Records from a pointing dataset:
○ ○ ○ ○ ○ ○ ○

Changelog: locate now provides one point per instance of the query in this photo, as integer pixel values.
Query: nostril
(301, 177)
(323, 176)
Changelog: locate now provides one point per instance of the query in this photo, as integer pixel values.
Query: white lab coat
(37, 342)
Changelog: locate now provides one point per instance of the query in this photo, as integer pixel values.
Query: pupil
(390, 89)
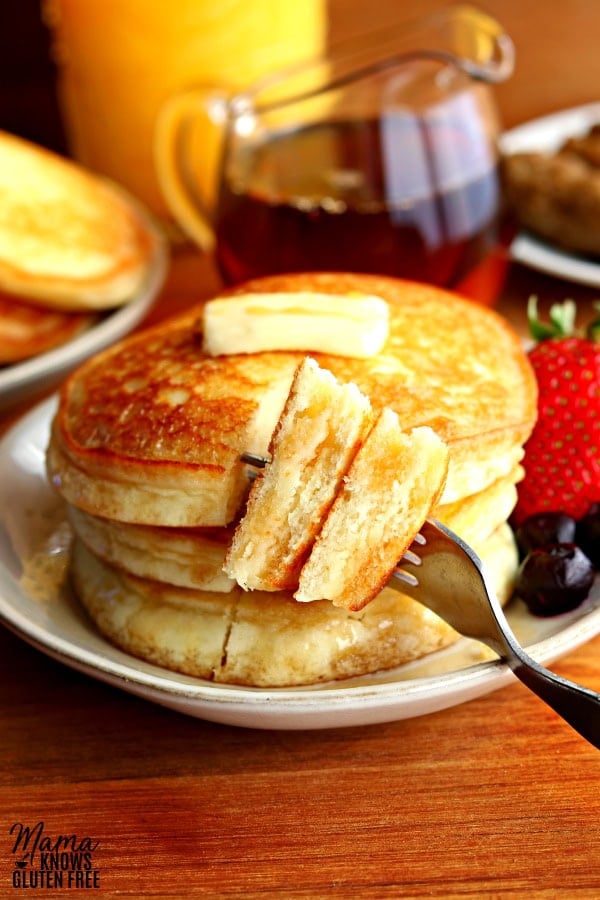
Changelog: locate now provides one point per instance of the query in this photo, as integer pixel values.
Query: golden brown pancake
(557, 195)
(322, 426)
(388, 492)
(267, 639)
(187, 557)
(27, 330)
(151, 431)
(69, 240)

○ ○ ○ ○ ○ ○ ○

-- EXERCISE GOAL --
Reproduce the whole listing above line by line, multiplying every point coordinate by 2.15 and rounding each result to a whole number, with halves rounded up. Leave the pictures out.

-- WRITTEN ANSWER --
Changelog: locate now provides one point per instance of the query in this photo, as integer pixel values.
Query: nostril
(647, 381)
(694, 378)
Changelog: locate now provides one point per instance of the query in this photo, as integer pixel values.
Query: white lab coat
(80, 735)
Changelog: locate now provides one point per instance of the query in this photo, as integer pixel values.
Query: pupil
(839, 191)
Changelog: locate now provides one point per instance of the query in this photo, as integer pixel values.
Query: golden brown pancake
(1198, 419)
(692, 916)
(834, 1058)
(574, 1374)
(402, 1198)
(58, 710)
(325, 927)
(148, 516)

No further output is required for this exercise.